Abstract

Seeking the good often authorises and legitimises certain forms of violence: violence that defines the state (Benjamin’s law-founding violence) by the exclusion of others and the violence that coerces or binds (religare) the public into a common understanding of the good at the exclusion of other interpretations of that good (Benjamin’s law-maintaining violence). The secular modern state has never been without religion functioning as religare. The modern state, often seen as a peacemaker, is founded on these two forms of ‘legitimate’ violence against what is other or different, just as the peace, prosperity and good of the state is sought through the elimination of the different and a unification of the state under the banner of a ‘common’ good. This ‘legitimate’ violence will always produce the counter-violence of difference (i.e. excluded others) seeking a legitimate place within the common space of the republic (Benjamin’s divine violence). With the rise of religious fundamentalism, institutionalised religion has been allowed to return to the public debate. Is the call for this return one that further sanctions legitimate violence by eating and sharing the fruit of knowledge of good and evil? Is the call the church is hearing one that seeks to clarify and clearly define the good that will bind us (religare) into a stronger and more prosperous and peaceful city – onward Christian soldiers marching as to war? Or is there another calling, one that requires us to be Disciples of Christ – with the Cross of Jesus going on before – entering the space of violence beyond the knowledge of good and evil as peacemakers? In this article, I sought to understand this ‘peacemaking’ space by bringing into dialogue Žižek’s interpretation of Christianity with Derrida’s interpretation of hospitality.

Recorded data →

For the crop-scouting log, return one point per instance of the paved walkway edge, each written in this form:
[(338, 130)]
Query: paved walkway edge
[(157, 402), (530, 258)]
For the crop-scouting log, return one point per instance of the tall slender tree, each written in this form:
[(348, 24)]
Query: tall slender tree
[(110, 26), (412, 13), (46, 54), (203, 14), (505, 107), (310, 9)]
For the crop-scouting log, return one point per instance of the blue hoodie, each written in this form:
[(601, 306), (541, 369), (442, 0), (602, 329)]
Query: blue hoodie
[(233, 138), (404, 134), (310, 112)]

Work to complete → Retype the abstract on legitimate violence and peacemaking in full, word for word.

Solution to the exercise →
Abstract

Seeking the good often authorises and legitimises certain forms of violence: violence that defines the state (Benjamin’s law-founding violence) by the exclusion of others and the violence that coerces or binds (religare) the public into a common understanding of the good at the exclusion of other interpretations of that good (Benjamin’s law-maintaining violence). The secular modern state has never been without religion functioning as religare. The modern state, often seen as a peacemaker, is founded on these two forms of ‘legitimate’ violence against what is other or different, just as the peace, prosperity and good of the state is sought through the elimination of the different and a unification of the state under the banner of a ‘common’ good. This ‘legitimate’ violence will always produce the counter-violence of difference (i.e. excluded others) seeking a legitimate place within the common space of the republic (Benjamin’s divine violence). With the rise of religious fundamentalism, institutionalised religion has been allowed to return to the public debate. Is the call for this return one that further sanctions legitimate violence by eating and sharing the fruit of knowledge of good and evil? Is the call the church is hearing one that seeks to clarify and clearly define the good that will bind us (religare) into a stronger and more prosperous and peaceful city – onward Christian soldiers marching as to war? Or is there another calling, one that requires us to be Disciples of Christ – with the Cross of Jesus going on before – entering the space of violence beyond the knowledge of good and evil as peacemakers? In this article, I sought to understand this ‘peacemaking’ space by bringing into dialogue Žižek’s interpretation of Christianity with Derrida’s interpretation of hospitality.